"""

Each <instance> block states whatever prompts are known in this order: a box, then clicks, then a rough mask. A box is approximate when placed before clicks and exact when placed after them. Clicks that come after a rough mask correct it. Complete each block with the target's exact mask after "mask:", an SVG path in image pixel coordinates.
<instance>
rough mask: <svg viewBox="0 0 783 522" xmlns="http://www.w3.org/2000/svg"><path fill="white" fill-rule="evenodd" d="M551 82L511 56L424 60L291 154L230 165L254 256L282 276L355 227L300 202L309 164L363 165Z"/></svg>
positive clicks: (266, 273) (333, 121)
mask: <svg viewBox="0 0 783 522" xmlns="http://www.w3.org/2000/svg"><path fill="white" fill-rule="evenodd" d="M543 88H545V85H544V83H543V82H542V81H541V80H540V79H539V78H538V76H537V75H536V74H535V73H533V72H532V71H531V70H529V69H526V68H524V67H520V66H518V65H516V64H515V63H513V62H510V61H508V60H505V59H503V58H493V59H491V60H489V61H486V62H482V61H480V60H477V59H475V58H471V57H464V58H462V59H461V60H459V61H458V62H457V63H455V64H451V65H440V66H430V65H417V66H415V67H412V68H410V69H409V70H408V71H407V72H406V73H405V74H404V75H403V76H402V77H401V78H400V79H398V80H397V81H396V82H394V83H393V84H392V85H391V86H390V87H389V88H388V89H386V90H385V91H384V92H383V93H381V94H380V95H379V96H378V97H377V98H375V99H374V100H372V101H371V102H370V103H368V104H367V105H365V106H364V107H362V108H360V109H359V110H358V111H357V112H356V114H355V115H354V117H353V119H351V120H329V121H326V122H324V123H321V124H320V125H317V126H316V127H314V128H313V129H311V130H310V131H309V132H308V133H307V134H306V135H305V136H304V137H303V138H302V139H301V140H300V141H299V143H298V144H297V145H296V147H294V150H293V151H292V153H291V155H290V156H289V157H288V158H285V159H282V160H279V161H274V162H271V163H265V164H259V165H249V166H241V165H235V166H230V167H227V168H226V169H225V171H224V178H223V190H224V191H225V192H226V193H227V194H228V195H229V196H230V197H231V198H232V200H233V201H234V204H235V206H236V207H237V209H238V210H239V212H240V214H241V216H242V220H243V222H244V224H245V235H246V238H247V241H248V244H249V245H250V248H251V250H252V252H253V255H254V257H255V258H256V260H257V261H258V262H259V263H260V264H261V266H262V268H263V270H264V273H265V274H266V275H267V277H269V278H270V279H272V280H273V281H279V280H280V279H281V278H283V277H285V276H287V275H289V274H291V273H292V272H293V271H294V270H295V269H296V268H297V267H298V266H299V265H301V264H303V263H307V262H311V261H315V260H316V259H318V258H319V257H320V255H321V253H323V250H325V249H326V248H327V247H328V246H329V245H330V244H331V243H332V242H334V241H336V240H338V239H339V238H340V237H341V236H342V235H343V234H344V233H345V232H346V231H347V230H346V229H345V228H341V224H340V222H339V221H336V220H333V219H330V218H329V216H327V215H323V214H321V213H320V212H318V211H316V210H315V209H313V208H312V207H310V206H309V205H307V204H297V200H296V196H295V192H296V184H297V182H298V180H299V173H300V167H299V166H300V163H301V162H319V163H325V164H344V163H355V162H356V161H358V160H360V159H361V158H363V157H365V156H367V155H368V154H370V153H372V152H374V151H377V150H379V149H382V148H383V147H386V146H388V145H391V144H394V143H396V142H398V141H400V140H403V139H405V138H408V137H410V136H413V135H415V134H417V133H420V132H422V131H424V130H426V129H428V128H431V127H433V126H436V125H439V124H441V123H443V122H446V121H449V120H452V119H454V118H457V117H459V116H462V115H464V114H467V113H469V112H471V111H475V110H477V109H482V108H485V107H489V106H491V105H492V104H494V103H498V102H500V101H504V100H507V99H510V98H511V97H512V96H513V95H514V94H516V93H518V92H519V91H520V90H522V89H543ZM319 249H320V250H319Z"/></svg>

"""

Exact reproduction of the entire listing is required.

▶ [Response to this exercise]
Each <instance> block states whatever prompts are known in this order: a box, then clicks, then a rough mask. A box is approximate when placed before clicks and exact when placed after them. Clicks that come after a rough mask correct it. Complete each block with the target's exact mask after "mask:", an SVG path in image pixel coordinates.
<instance>
rough mask: <svg viewBox="0 0 783 522" xmlns="http://www.w3.org/2000/svg"><path fill="white" fill-rule="evenodd" d="M551 82L511 56L424 60L291 154L230 165L254 256L282 276L355 227L300 202L309 164L363 165Z"/></svg>
positive clicks: (266, 273) (333, 121)
mask: <svg viewBox="0 0 783 522" xmlns="http://www.w3.org/2000/svg"><path fill="white" fill-rule="evenodd" d="M543 88H545V85H544V83H543V82H542V81H541V80H540V79H539V78H538V76H537V75H536V74H535V73H533V72H532V71H531V70H529V69H526V68H524V67H520V66H518V65H516V64H515V63H513V62H510V61H508V60H505V59H503V58H493V59H491V60H489V61H486V62H482V61H480V60H477V59H475V58H471V57H464V58H462V59H461V60H459V61H458V62H457V63H455V64H451V65H440V66H430V65H417V66H415V67H412V68H410V69H409V70H408V71H407V72H406V73H405V74H404V75H403V76H402V77H401V78H400V79H398V80H397V81H396V82H394V83H393V84H392V85H391V86H390V87H389V88H388V89H386V90H385V91H384V92H383V93H381V94H380V95H379V96H378V97H377V98H375V99H374V100H372V101H371V102H370V103H368V104H367V105H365V106H364V107H362V108H360V109H359V110H358V111H357V112H356V114H355V115H354V117H353V119H351V120H329V121H326V122H324V123H321V124H320V125H317V126H316V127H314V128H313V129H311V130H310V131H309V132H308V133H307V134H306V135H305V136H304V137H303V138H302V139H301V140H300V141H299V143H298V144H297V145H296V147H294V150H293V151H292V153H291V155H290V156H289V157H288V158H285V159H282V160H279V161H274V162H271V163H265V164H259V165H249V166H241V165H235V166H230V167H227V168H226V169H225V171H224V178H223V190H224V191H225V192H226V193H227V194H228V195H229V196H230V197H231V198H232V200H233V201H234V204H235V206H236V207H237V209H238V210H239V212H240V214H241V216H242V220H243V222H244V224H245V235H246V238H247V241H248V244H249V245H250V248H251V250H252V252H253V255H254V257H255V258H256V260H257V261H258V262H259V263H260V264H261V266H262V268H263V270H264V273H265V274H266V275H267V277H269V278H270V279H272V280H273V281H279V280H280V279H281V278H283V277H285V276H287V275H289V274H291V273H292V272H293V271H294V270H295V269H296V268H297V267H298V266H299V265H301V264H303V263H307V262H311V261H315V260H316V259H318V258H319V257H320V255H321V253H323V250H325V249H326V248H327V247H328V246H329V245H330V244H331V243H332V242H334V241H336V240H338V239H339V238H340V237H341V236H342V235H343V234H344V233H345V232H346V231H347V230H346V229H345V228H341V224H340V222H339V221H336V220H333V219H330V218H329V216H327V215H323V214H321V213H320V212H318V211H316V210H315V209H313V208H312V207H310V206H309V205H307V204H297V200H296V196H295V192H296V184H297V182H298V180H299V173H300V167H299V166H300V163H301V162H319V163H325V164H344V163H355V162H356V161H358V160H360V159H361V158H363V157H365V156H367V155H368V154H370V153H372V152H374V151H377V150H379V149H382V148H383V147H386V146H388V145H391V144H394V143H396V142H398V141H400V140H403V139H405V138H408V137H410V136H413V135H415V134H417V133H420V132H422V131H424V130H426V129H428V128H431V127H433V126H436V125H439V124H441V123H443V122H446V121H449V120H452V119H454V118H457V117H459V116H462V115H464V114H467V113H469V112H471V111H475V110H477V109H482V108H485V107H489V106H491V105H492V104H494V103H498V102H500V101H504V100H507V99H510V98H511V97H512V96H513V95H514V94H516V93H518V92H519V91H520V90H522V89H543ZM319 249H320V250H319Z"/></svg>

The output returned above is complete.